- **AIM OF THE EXERCISE**: Please print, word for word, every line from the one that contains "Find the light blue sock" through the last line of the records, and nothing else.

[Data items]
------
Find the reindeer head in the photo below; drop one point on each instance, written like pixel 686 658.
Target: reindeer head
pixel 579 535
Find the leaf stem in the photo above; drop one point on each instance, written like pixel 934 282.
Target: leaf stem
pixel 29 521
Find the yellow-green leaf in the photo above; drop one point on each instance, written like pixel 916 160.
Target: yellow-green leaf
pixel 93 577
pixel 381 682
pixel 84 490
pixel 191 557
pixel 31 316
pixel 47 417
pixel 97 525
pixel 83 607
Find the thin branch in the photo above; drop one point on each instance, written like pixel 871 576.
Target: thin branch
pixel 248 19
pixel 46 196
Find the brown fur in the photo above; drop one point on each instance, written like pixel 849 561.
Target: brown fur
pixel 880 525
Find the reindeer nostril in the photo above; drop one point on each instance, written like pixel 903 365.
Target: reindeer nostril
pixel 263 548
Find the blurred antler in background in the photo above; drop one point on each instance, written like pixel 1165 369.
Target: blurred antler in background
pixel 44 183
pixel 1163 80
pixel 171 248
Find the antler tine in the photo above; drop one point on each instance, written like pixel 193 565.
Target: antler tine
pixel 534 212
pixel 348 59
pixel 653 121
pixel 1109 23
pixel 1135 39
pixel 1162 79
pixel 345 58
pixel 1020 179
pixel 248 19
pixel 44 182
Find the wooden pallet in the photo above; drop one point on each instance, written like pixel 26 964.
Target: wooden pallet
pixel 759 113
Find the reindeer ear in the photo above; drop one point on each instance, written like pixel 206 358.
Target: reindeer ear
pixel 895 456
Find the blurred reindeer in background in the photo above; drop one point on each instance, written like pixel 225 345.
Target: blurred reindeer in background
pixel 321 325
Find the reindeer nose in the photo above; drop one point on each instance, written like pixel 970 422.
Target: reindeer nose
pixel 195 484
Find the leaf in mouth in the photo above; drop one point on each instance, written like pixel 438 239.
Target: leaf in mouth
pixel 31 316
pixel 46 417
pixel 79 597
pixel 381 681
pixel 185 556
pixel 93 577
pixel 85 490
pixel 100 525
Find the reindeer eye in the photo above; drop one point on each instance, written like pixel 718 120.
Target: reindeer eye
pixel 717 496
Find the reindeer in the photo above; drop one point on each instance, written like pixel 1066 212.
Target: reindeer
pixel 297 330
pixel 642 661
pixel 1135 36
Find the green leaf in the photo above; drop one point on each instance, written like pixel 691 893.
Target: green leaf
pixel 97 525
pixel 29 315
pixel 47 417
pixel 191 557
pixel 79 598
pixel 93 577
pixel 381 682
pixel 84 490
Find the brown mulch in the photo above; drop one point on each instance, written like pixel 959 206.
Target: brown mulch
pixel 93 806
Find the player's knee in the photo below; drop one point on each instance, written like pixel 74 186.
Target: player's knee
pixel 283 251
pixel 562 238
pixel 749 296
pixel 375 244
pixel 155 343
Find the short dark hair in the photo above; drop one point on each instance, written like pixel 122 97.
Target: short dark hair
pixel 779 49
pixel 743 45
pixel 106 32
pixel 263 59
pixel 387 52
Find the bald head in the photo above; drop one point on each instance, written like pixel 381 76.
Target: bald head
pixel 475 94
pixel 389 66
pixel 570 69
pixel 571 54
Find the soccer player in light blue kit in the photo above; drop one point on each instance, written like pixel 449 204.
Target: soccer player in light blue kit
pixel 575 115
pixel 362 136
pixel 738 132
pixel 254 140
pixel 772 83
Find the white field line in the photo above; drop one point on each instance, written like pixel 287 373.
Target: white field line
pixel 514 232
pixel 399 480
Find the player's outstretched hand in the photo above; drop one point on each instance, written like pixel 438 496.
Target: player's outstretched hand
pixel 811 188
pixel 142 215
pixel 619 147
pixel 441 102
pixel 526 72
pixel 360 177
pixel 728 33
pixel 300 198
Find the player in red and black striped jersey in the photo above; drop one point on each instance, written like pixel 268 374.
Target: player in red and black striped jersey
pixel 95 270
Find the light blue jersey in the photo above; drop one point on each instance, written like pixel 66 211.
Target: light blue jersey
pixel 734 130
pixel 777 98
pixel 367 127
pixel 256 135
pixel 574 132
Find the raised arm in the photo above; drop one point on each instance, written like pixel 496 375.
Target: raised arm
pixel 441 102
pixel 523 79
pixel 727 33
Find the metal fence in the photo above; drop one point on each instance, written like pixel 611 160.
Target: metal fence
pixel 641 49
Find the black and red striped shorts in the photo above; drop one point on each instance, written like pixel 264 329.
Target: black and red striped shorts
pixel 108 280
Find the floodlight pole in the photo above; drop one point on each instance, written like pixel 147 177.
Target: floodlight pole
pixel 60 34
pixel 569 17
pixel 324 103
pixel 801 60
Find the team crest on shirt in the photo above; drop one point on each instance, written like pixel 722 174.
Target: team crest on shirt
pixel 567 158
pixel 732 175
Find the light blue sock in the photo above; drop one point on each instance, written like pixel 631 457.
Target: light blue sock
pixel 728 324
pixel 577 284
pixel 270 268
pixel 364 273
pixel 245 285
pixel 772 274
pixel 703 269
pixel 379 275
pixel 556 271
------
- **EXERCISE RESPONSE**:
Find the light blue sock in the photo above; drop one point on each instance, written like pixel 631 457.
Target: light blue sock
pixel 728 324
pixel 577 284
pixel 270 268
pixel 364 273
pixel 245 285
pixel 772 274
pixel 703 269
pixel 379 275
pixel 556 271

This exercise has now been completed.